» TEXT BLOCK
Vision-Language-Action Models
Verification and progress monitoring for VLA-based robot policies.
Overview
Vision-Language-Action (VLA) models enable robots to follow natural language instructions by grounding language in visual observations and producing actions. But how do we know when these policies are failing?
My research develops verification frameworks that monitor task progress and detect failure modes in real-time.
Current Projects
Progress-Monitored Verification for VLA Models
Status: Ongoing research at UC Irvine
→ Key insight: External verifiers can estimate task progress and re-rank VLA action outputs under ambiguity.
What we’re building:
- Verifier-augmented framework to estimate task progress during execution
- Failure mode detection for VLA-based robot policies
- Modular evaluation pipeline across simulated manipulation tasks
Why it matters: VLA models can fail silently — producing confident but incorrect actions. Progress monitoring enables early intervention before cascading failures.

» WORK ORDER 1
Return the passage of the VLA research page from "Current Projects" to "before cascading failures." without any changes.
» WORK ORDER 2
Write the next part of the VLA research page, picking up after its last sentence.
The entries that follow are separate material, unrelated to the VLA research page.

» Source data
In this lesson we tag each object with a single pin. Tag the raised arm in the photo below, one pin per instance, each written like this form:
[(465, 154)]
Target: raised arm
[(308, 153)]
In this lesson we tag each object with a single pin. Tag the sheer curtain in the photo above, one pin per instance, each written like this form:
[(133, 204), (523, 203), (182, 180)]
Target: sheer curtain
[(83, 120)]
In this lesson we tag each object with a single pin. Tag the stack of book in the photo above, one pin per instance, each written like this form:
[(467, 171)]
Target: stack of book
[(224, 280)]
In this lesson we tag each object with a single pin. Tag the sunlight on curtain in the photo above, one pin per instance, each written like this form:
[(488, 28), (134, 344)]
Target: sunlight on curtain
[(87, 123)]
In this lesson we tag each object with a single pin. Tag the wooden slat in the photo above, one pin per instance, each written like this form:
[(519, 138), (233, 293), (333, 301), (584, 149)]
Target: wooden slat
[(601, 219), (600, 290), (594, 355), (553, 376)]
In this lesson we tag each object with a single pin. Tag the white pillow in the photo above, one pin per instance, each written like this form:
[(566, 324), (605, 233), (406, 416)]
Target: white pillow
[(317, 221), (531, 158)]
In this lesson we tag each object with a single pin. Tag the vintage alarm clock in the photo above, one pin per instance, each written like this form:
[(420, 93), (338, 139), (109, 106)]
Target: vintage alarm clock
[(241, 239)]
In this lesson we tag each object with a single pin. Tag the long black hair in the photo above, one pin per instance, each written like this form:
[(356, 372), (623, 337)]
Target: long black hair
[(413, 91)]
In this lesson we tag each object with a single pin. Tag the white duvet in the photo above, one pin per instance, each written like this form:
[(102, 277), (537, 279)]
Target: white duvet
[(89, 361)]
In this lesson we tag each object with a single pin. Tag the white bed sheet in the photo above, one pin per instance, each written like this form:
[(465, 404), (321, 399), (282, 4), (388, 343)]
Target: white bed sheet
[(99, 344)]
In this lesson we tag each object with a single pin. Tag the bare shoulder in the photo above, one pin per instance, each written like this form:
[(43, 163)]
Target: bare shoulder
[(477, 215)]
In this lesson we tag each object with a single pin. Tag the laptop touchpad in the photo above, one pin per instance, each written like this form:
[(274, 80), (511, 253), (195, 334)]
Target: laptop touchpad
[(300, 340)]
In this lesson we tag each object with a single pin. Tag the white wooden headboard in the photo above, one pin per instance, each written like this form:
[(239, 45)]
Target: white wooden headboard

» YOUR RESPONSE 1
Current Projects
Progress-Monitored Verification for VLA Models
Status: Ongoing research at UC Irvine
→ Key insight: External verifiers can estimate task progress and re-rank VLA action outputs under ambiguity.
What we’re building:
- Verifier-augmented framework to estimate task progress during execution
- Failure mode detection for VLA-based robot policies
- Modular evaluation pipeline across simulated manipulation tasks
Why it matters: VLA models can fail silently — producing confident but incorrect actions. Progress monitoring enables early intervention before cascading failures.

» YOUR RESPONSE 2
Human Natural Language to Robotic Control
| Status: Completed at Caltech (2022-2024) | Advisor: Prof. John Doyle |
→ Key insight: LLMs + Model Predictive Control can bridge natural language and low-level robot control.
What we built:
- Human-robot collaboration framework for natural language to robotic control
- Integration of LLM task planning with MPC trajectory optimization
- Visual-language model feedback loop for improved robot performance
Research Questions I’m Exploring
- Compositional verification — Can we verify complex tasks by composing simpler sub-task verifiers?
- Learning from failures — How can VLA models improve from detected failure modes?
- Sim-to-real transfer — Do verification methods trained in simulation transfer to real robots?